| Records shown |
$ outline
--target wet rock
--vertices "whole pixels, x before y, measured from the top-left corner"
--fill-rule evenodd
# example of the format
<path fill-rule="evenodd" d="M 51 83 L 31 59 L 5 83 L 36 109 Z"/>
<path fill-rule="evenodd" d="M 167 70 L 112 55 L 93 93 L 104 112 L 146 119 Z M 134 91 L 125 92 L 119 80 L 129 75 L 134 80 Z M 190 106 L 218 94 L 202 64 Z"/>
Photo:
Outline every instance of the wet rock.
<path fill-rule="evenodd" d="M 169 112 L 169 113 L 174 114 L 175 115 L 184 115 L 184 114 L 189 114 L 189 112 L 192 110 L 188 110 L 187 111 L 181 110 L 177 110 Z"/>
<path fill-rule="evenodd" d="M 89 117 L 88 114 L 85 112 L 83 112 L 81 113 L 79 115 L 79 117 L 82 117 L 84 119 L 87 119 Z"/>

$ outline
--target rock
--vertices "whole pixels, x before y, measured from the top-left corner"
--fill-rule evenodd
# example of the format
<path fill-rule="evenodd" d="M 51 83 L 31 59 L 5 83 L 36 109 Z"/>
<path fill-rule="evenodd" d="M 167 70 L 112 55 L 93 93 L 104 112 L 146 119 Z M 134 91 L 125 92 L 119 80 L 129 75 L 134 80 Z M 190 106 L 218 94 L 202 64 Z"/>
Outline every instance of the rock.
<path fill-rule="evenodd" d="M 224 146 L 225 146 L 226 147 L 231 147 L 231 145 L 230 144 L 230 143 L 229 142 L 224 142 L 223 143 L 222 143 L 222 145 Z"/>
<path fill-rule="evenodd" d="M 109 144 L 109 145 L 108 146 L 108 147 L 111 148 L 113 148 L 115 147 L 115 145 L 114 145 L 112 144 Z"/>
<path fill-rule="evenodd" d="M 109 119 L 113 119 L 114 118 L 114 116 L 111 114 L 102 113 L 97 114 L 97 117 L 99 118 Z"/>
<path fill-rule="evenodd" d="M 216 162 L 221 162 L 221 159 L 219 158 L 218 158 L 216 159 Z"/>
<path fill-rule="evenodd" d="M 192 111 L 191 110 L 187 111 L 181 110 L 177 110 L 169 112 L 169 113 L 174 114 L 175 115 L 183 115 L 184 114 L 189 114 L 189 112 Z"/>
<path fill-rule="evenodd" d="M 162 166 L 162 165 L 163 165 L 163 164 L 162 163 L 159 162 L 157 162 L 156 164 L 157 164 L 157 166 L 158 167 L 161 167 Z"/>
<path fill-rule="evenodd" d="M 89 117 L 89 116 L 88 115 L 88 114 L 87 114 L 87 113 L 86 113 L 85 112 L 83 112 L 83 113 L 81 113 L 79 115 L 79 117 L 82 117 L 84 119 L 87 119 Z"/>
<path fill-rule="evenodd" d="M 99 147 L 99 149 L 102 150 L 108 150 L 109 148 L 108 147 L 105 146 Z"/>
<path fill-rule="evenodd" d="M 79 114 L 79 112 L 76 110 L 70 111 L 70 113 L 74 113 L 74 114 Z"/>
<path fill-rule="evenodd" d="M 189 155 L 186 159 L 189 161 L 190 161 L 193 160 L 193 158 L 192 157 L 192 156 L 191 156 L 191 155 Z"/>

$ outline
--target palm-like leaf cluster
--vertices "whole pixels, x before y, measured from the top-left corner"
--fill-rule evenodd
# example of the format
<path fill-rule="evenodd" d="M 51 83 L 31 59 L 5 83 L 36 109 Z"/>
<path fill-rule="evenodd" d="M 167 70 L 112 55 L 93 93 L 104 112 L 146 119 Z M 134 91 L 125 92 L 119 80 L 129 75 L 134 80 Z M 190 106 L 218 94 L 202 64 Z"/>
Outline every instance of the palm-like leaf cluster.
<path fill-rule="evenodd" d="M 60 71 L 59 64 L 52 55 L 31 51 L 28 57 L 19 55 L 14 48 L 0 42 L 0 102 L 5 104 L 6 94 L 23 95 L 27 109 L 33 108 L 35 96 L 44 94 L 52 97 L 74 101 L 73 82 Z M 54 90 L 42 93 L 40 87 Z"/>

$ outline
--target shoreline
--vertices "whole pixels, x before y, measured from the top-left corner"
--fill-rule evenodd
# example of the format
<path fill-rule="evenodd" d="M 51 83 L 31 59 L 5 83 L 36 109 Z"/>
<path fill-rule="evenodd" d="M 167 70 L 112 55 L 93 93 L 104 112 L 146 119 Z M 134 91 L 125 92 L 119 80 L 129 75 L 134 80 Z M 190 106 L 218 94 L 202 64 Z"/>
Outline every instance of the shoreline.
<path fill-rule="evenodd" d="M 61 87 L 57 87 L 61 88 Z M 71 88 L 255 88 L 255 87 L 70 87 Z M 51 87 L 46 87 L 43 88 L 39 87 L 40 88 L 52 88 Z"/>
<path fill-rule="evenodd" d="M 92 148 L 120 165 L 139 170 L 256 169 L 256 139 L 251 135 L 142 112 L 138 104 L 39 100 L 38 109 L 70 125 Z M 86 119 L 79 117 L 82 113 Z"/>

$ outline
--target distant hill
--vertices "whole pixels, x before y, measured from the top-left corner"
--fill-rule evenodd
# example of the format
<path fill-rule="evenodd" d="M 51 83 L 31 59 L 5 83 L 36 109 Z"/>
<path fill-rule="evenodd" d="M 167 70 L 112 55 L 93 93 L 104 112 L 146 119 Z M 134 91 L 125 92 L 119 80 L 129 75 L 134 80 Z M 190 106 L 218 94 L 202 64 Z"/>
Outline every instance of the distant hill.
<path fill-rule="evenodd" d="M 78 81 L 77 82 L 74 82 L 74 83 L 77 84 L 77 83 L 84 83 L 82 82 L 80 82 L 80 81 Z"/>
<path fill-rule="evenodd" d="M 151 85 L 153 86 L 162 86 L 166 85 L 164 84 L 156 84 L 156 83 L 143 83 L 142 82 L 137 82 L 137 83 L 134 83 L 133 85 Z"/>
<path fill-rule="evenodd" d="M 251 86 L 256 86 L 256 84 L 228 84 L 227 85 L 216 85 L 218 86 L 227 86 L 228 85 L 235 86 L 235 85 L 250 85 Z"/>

| Directive |
List every line in the rows above that contains the string "like", treating uppercase and lowercase letters as different.

| Answer in full |
--target palm-like leaf cluster
Outline every instance of the palm-like leaf cluster.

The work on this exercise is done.